* [PAGE TEXT]:
At least 38 people were killed in the blast, according to the Kaduna state Emergency Management Agency. Others were receiving treatment at local hospitals.

Kaduna is one of the states that sit on the dividing line between Nigeria's largely Christian south and Muslim north and have witnessed sectarian violence killing hundreds. While no group claimed responsibility for the Easter attack, local Christians suspect it was launched by the local Islamist terror group Boko Haram.

Boko Haram, which means "Western education is sin," has been seeking to exploit tensions between sections of Muslims and Christians to make a case for the secession of the north from the south.

The actual name of the group is Jama'atul Alhul Sunnah Lidda'wati wal jihad, which translates as "people for the propagation of the prophet's teachings and jihad." Mohammad Yusuf, the Islamist cleric who formed the group about a decade ago in Maiduguri in the northeastern state of Borno, was against Western education. Yusuf was from the Salafi movement, which has fuelled jihadist terrorism in several parts of the world as a legitimate expression of Islam.

* [INPUT DATA]:
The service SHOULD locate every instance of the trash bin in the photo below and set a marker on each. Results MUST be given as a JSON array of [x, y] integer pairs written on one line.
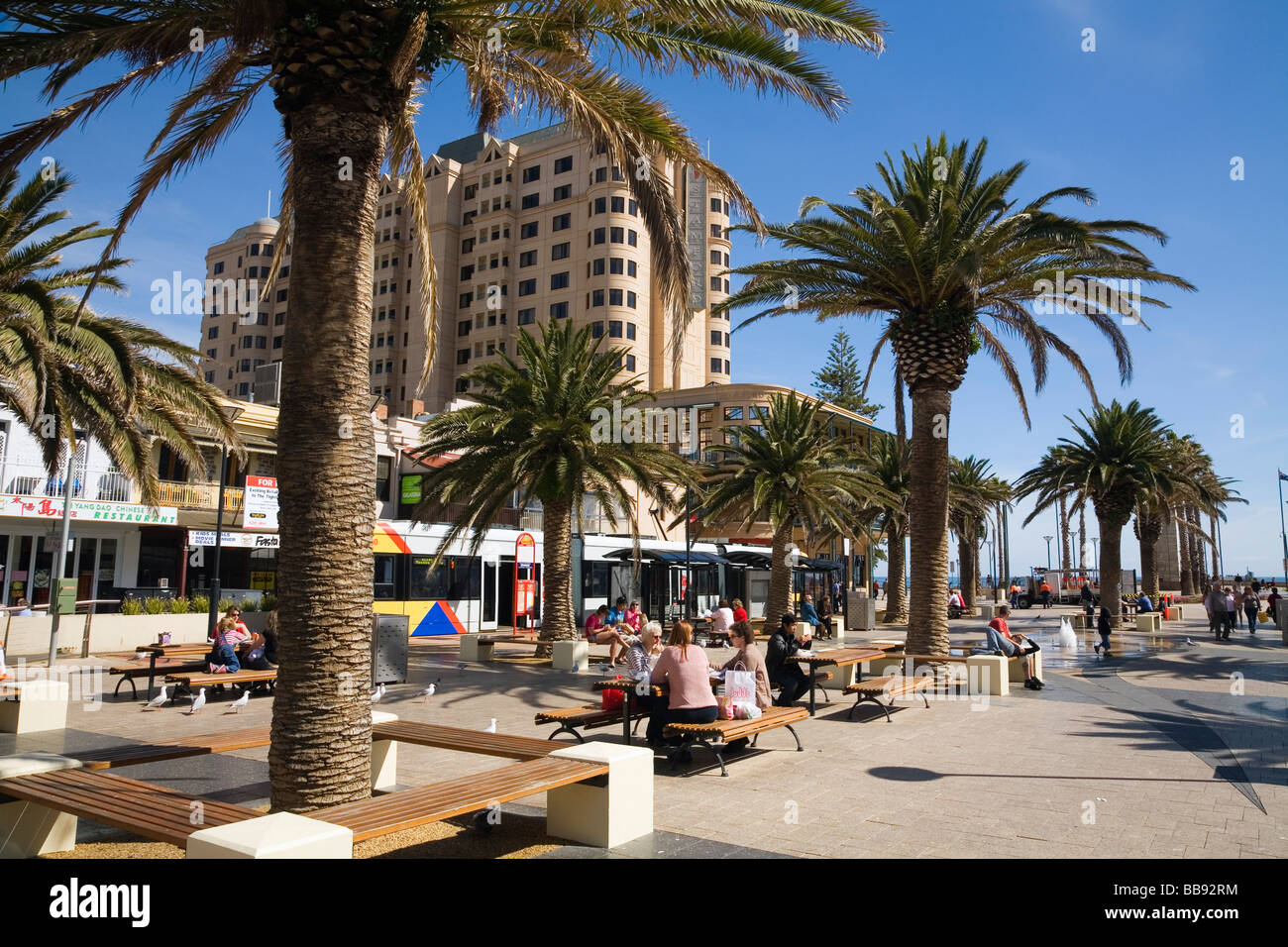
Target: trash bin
[[387, 650]]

* [REQUIRED ACTION]:
Quote the passage about the Kaduna attack word for word, beginning at the words "Kaduna is one" and ending after "group Boko Haram.". The listing bears no relation to the passage about the Kaduna attack.

* [ANSWER SECTION]:
Kaduna is one of the states that sit on the dividing line between Nigeria's largely Christian south and Muslim north and have witnessed sectarian violence killing hundreds. While no group claimed responsibility for the Easter attack, local Christians suspect it was launched by the local Islamist terror group Boko Haram.